Wednesday, July 29, 2015

R & Python Module 1b

So in Module 1a we added color to the last plot and there is definitely more information that is visible but our brains are scrambled just trying to unjumble that whole mess.  I think it is time to unlock and unleash the power the package ggplot2 has to offer for graphics.  It is a little more cumbersome and involved, but the more you use it the easier it becomes. The new and improved ggplot() command comes with the ggplot2 packages and since we already loaded it to access the diamonds dataset, we don’t need to use the library() command to evoke it.  Let me forewarn you, the ggplot() command is rather elaborate and may feel difficult to learn for some people (I was categorized as one). So don’t feel bad if you get a lot of errors.  Be perseverant and research what the errors mean online because – and I hope this is a little consolation to assuage your anguish – you are not alone in your frustration!   People discuss and troubleshoot these exact same errors on websites like Stack Overflow.  Learn to use these websites to your advantage and you will start to become more autonomously proficient.  Alright, let’s delve in and get messy with some new code!
ggplot()+geom_point(data = diamonds, aes(x = carat, y = price, color = clarity))
 
 
 
 
This scatterplot definitely is an upgrade from the basic plot() command but it still can use some improvement.  However, I want you to take notice how we no longer have to use the $ symbol to direct the computer where to look in the diamonds dataset due to the bit where we said data = diamonds.  Also, when we add the color aspect to the aes(), or the aesthetics part of the code, it automatically generated a legend describing what each color represents.  The basic plot() command lacks in this way leaving us in the dark as how to figure out the meaning of each color.  Moreover, the alpha command helps by adding a level of transparency to the datapoints allowing us to see through them to the ones behind them.   Next, I want to draw your attention to the plus sign, +, in the code.  The ggplot() command is built up by using this notion of layers.  These plots can be basic like the one we just created, or they can have way more depth to them if we add more layers.  All we have to do is add (with the use of the plus sign, +) extra layers to print on top of the previous layer(s).  You may have noticed that I neglected to add a title or anything to the graph, and that’s because titles and axis-labels are extra layers that we may or may not elect to add to the graph.  Let’s generate a better graph by adding more layers
ggplot()+geom_point(data=diamonds,aes(x=carat,y=price, color=clarity, alpha=0.3))+
  ggtitle("Carat Vs Price")+xlab("Carat Size of Diamond")+ylab("Price of Diamond")
 
Wow!  That’s really neat!  I merely used the same code as before, but all I did this time was add a few extra layers and it added a title and labels to the axes.  The layers are fairly self-explanatory: ggtitle() adds a title to the scatterplot; xlab() and ylab() add labels to the respective axes.  The only problem is I cannot read the titles or labels very well.  They are rather unproportional in comparison to the whole body of the graph.  I feel like I need a magnifying glass to be able to read them!  All we have to do is add another layer and play around with the sizes until we feel satisfied with what we see.  This aspect of data science is the art part of being a data scientist and may take some getting used to it because creativity and art have been divorced from the math and sciences since we were in grade school.  After playing around with the code for a while, I felt happy with the aesthetics.

**EXERCISE PROMPT**
Pick up the ggplot2 tutorial above right after its final sentence and keep writing it.

**STORED RECORDS**
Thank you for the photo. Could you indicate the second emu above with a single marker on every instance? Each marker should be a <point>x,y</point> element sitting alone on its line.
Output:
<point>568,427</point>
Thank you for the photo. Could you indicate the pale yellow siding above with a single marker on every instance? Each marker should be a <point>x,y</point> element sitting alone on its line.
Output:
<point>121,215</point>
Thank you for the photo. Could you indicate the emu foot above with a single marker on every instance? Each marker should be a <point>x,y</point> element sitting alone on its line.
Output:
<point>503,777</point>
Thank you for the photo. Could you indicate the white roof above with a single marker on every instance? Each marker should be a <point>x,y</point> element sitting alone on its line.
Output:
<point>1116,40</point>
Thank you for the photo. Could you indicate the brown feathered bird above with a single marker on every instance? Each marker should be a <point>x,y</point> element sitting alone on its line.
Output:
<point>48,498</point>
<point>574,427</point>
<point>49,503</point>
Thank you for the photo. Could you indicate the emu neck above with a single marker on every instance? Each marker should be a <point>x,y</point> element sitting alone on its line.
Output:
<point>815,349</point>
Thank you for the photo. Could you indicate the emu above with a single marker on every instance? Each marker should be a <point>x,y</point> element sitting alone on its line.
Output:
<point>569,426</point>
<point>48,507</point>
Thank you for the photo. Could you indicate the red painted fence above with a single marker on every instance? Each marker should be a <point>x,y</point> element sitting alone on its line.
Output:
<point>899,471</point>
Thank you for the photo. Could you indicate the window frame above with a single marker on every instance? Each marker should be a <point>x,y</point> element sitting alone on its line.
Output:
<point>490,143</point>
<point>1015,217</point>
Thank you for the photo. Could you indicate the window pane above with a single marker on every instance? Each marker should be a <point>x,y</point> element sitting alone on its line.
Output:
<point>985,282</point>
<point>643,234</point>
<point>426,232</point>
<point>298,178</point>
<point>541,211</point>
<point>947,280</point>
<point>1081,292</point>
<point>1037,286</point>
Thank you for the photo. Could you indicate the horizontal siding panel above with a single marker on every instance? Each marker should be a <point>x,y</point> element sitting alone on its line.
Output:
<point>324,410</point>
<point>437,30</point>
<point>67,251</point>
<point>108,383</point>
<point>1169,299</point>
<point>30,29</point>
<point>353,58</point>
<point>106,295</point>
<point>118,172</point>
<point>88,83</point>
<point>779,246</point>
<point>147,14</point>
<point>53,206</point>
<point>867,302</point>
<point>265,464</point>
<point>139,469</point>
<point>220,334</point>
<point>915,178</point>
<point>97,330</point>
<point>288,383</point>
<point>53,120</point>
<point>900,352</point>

**RESPONSE FOR THIS EXERCISE**
ggplot()+geom_point(data=diamonds,aes(x=carat,y=price, color=clarity, alpha=0.3))+
  ggtitle("Carat Vs Price")+xlab("Carat Size of Diamond")+ylab("Price of Diamond")+
  theme(plot.title = element_text(size=30), 
        axis.title.x = element_text(size=22),
        axis.title.y = element_text(size=22),
        legend.text = element_text(size=15))
 
Ahhhhh, good!  Now I can put off going to visit the eye doctor for another year or two!  There are a lot of ways that a person can tweak a graph using ggplot2 package.  For instance, I could have used bold or italics on any of the titles or labels as well as changed the color or position.  All of this can be done with in the theme() layer.  Now keep in mind, we will barely scratch the surface of everything that can be done within the ggplot2 package.  For more info on all the different graph-type commands as well as the different layers of ggplot() I find the following website to be very helpful: http://docs.ggplot2.org/current/ .  Next, let’s do something about that color.  It is kind of hard to tell with so many different colors from the clarity attribute but if you have a keen eye for detail then you may have noticed that there are linear striations of color amongst the points.  This is a bit of the story that wants to be told, but it is not 100% readily available to the naked eye when plotted in this manner.  So let’s add another layer to really make it pop and definitely be noticeable.
ggplot()+geom_point(data=diamonds, aes(x=carat, y=price, color=clarity, alpha=0.3))+
  ggtitle("Carat Vs Price")+ xlab("Carat Size of Diamond") + ylab("Price of Diamond")+
  theme(plot.title = element_text(size=30),
        axis.title.x = element_text(size=22),
        axis.title.y = element_text(size=22),
        legend.text = element_text(size=15))+
  scale_colour_brewer(name="Clarity", type="seq", palette="Blues")
 
At this point, I must emphasize a word of caution: changing the color in ggplot2 may not be a wise thing to do for beginners in R!  The creator of ggplot2, Hadley Wickham, implemented many years of research pertaining to the psychology of color into this package, so it already uses colorblind friendly hues that work for everyone as well as colors that are generally appealing to the eye.  However, for any reader who feels like a moderate to advanced R user may search the previous link for the keyword “brewer” and it will show you different links that are helpful.  With that warning aside, now I want you to notice that in the scale_colour_brewer() layer I chose the type to be “seq” which is short for sequential.  This way the computer will know to choose a monochromatic sequence of whichever color we choose.  Here I just happened to choose blue because it looked the most to be like an actual diamond – which is yet another example of data science having an artistic component to it.  This graph looks really great!  The labels are easy to read and the colors are in monochromatic sequential order making it easier to see the different layers, but there is one more problem to fix: the white points are difficult to see on top of the grey background.  Well, that’s an easy fix!  Let’s add one last layer and everything will look better than great.
ggplot()+geom_point(data=diamonds, aes(x=carat, y=price, color=clarity, alpha=0.3))+
  ggtitle("Carat Vs Price")+ xlab("Carat Size of Diamond") + ylab("Price of Diamond")+
  theme(plot.title = element_text(size=30),
        axis.title.x = element_text(size=22),
        axis.title.y = element_text(size=22),
        legend.text = element_text(size=15),
        panel.background = element_rect(fill="black"))+
  scale_colour_brewer(name = "Clarity", type="seq", palette="Blues")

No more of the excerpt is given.